Task prompt:
Extract from the material below each line containing the string "handle". Matching is case-sensitive.

Given records:
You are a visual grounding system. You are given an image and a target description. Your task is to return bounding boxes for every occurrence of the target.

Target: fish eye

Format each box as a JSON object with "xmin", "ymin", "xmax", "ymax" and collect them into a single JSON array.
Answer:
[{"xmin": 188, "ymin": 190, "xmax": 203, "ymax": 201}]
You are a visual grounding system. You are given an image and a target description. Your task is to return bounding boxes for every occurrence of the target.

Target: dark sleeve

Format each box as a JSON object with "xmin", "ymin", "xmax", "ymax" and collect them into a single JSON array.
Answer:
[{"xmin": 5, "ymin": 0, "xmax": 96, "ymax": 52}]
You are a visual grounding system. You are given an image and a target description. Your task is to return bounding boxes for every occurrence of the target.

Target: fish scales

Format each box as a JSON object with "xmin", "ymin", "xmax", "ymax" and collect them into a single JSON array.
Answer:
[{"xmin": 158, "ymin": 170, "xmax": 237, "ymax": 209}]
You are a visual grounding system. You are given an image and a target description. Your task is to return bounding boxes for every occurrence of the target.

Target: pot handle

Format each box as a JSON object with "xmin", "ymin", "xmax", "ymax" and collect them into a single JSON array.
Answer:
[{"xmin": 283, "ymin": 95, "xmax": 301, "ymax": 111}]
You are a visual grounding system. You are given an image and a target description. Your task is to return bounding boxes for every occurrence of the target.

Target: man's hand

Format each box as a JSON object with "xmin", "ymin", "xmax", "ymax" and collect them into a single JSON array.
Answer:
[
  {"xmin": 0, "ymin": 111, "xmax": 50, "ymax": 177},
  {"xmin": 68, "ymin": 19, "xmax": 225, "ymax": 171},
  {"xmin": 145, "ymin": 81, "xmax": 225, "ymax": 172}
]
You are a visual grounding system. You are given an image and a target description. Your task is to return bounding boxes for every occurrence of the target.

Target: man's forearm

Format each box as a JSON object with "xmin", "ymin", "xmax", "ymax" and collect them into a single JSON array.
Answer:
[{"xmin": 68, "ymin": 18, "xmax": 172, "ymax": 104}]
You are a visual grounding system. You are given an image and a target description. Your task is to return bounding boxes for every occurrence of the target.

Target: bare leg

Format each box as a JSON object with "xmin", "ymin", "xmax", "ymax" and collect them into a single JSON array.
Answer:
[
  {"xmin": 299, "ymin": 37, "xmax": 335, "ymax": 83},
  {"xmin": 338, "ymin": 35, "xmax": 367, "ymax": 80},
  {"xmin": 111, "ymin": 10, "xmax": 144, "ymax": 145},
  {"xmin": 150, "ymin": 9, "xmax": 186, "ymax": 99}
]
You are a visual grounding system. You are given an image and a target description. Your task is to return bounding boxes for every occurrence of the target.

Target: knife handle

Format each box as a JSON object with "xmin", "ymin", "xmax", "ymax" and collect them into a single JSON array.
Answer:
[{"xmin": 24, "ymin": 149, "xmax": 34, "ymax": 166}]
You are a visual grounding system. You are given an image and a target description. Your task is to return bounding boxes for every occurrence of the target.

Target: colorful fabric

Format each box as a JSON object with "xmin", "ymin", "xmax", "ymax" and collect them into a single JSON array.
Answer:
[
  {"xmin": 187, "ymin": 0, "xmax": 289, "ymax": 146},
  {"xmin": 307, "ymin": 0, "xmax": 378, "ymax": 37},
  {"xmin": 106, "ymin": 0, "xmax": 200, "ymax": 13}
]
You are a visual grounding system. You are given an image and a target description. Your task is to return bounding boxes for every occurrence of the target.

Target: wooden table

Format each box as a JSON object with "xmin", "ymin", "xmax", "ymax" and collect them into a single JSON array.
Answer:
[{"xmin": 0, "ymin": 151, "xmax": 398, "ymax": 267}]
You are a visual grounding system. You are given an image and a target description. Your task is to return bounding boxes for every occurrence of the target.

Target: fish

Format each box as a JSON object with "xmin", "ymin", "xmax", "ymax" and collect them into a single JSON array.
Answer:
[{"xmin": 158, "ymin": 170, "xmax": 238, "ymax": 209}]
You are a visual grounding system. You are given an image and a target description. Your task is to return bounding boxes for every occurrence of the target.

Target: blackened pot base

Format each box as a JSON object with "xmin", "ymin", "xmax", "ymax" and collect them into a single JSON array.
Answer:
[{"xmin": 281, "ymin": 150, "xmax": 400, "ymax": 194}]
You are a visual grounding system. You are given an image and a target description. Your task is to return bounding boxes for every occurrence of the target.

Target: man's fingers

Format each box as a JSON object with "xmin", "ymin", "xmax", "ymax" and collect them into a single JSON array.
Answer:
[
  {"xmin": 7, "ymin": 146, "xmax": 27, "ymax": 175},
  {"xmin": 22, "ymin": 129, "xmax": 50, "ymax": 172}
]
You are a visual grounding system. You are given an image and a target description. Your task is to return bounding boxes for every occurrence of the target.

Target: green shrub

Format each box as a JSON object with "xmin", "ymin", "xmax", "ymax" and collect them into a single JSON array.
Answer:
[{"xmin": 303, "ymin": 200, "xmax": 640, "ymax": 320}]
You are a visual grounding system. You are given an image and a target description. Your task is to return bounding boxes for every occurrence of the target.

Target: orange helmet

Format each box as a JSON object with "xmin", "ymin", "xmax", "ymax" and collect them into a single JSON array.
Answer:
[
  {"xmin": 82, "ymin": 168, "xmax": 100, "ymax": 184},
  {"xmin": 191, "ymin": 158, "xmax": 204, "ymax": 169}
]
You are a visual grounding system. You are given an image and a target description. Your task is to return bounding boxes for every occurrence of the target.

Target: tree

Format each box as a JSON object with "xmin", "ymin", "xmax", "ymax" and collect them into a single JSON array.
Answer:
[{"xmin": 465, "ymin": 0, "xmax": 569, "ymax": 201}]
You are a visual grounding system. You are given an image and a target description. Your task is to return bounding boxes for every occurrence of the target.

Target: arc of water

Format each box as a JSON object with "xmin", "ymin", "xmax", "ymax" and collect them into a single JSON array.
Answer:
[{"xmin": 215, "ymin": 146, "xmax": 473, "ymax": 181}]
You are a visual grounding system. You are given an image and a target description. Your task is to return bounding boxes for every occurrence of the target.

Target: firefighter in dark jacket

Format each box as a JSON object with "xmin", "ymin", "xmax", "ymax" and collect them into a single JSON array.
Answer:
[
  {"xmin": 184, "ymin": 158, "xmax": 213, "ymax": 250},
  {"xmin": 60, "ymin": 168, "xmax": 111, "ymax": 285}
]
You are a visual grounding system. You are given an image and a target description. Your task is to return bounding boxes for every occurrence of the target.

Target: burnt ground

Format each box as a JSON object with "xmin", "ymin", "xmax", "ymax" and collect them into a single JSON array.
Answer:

Task result:
Target: pot handle
Target: knife handle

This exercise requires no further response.